*** SELECTED EXTRACT

Stackridge – Preserved – Best Of-Volume Two

January 01, 1970

(Angel Air)

A note to the uninitiated: From the early to mid ‘70s,
Stackridge reigned as one of the most innovative and imaginative bands operating
out of the British Isles. Yet although they often shared stages with superstars
like Elton John, the Beach Boys and the Eagles, they never broke through that
undefined barrier that separates stardom from oblivion. After a string of
exemplary early albums (their eponymous debut, Extravaganza and Friendliness,
chief among them), the band retired, only to reform again in 2007. In a way,
their failure to achieve a larger audience was no one’s fault but their own;
too clever and quirky for their own good — and inspired by both the Beatles
and Frank Zappa — they aspired to punchy little pop songs enhanced by artful
extravagance. Americans thought them too British, the Brits thought them too
eccentric, resulting in nothing more than a cult following, while their brief
tenure on the U.K. charts assured them only novelty status at best.


As a result, any album that declares itself a “best-of” –
one that’s tagged as Volume Two no
less – makes that claim in only a subjective sense. Those tempted to check out
their wares would ultimately be better off acquiring Purple Spaceships Over Yatton which boasts the majority of their
front-line favorites. However, being that the average American likely knows
little difference anyway, and the fact that a title like  Purple
Spaceships Over Yatton
may scare the timid away, Preserved is as good a place to start as any. Granted, the
completist will find little need for it, being that it boasts no rarities or
outtakes. What’s more, the fine British label Angel Air has made all their
albums, old and new, readily available for anyone interested.

******
*** DATASET SECTION

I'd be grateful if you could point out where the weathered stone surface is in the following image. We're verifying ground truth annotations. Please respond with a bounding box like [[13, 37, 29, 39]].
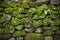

******

EXERCISE DESCRIPTION →
Please write out the passage of the Stackridge review above that opens with the words containing "As a result, any" and closes with "for anyone interested.".

FULL RESPONSE →
As a result, any album that declares itself a “best-of” –
one that’s tagged as Volume Two no
less – makes that claim in only a subjective sense. Those tempted to check out
their wares would ultimately be better off acquiring Purple Spaceships Over Yatton which boasts the majority of their
front-line favorites. However, being that the average American likely knows
little difference anyway, and the fact that a title like  Purple
Spaceships Over Yatton
may scare the timid away, Preserved is as good a place to start as any. Granted, the
completist will find little need for it, being that it boasts no rarities or
outtakes. What’s more, the fine British label Angel Air has made all their
albums, old and new, readily available for anyone interested.